*Given text*
>> BEGIN

# Sex my Super Blues?



## frogface (Feb 20, 2010)

I got 4 of these beauties. I think I have them separated into 2 pairs. So far, all I know for sure is that one has called from one of the 'pairs'. Here is the other 'pair.' 

I think the one with the circle all the way around his head is male and the other is female. What do you think?


----------



## chadbandman (Dec 3, 2007)

how old are they? My SB are about 14 months no breeding here either.


----------



## frogface (Feb 20, 2010)

They are around 13 to 15 months.


----------



## billschwinn (Dec 17, 2008)

I would say those are a pair.


----------



## billschwinn (Dec 17, 2008)

In my opinion the way these frogs were posed are exactly the way I like to see them to judge the sex of the frogs in question.In other words , perfect for what I look for.


----------



## frogface (Feb 20, 2010)

You'll have to give the credit to the frogs. They posed themselves 

I see what you mean, though. I hadn't been able to figure out if they were a pair but once I saw the pics, it was much more clear. I'm going to scoop up my other 'pair' for a photo op.


----------



## frogface (Feb 20, 2010)

These guys were not as good at posing. I hope these pics are ok because the whole thing was pretty traumatic for all of us. 

The smaller one (blue one) is the one I saw calling. He was the runt of the group and was bullied by the other male. So, he's not as big as the others. 

The larger one (teal) I'm not sure about.


----------



## frogface (Feb 20, 2010)

Here are some more pics of 'her'. I'm having trouble with her body shape but her toes look female to me. I don't have any more pics of them side by side and I don't want to put them through all that again 














































Thanks!


----------



## billschwinn (Dec 17, 2008)

Well I am not as sure as the other pair, but pair #2 looks like a possible pair, the female #2 is not as stout as the other one.


----------



## frogface (Feb 20, 2010)

Thanks, Bill. That's where I am with these guys too. I'm hoping for a pair and leaning that way but I guess the little one calling at the bigger one could have just been his way of being big man in the tank. 

The Lorenzos will be relieved that I have a different pair of frogs to stalk and stare at, now.


----------



## frogface (Feb 20, 2010)

If I tossed the probable female from group #1 in with them, would they compete for her if they are both male? If the teal one is female, will there be competition the females for the male?

Or maybe I should just leave them alone


----------



## billschwinn (Dec 17, 2008)

You could try that, it just may work.


----------



## frogface (Feb 20, 2010)

>> END

*Information supplied*
>> BEGIN

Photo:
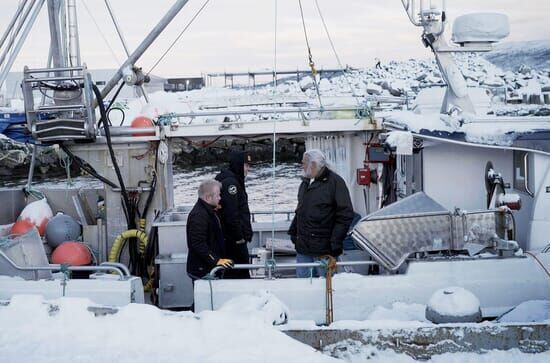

>> END

Translate this sentence from the frog forum thread into Spanish: "He was the runt of the group and was bullied by the other male."

Era el más pequeño del grupo y el otro macho lo acosaba.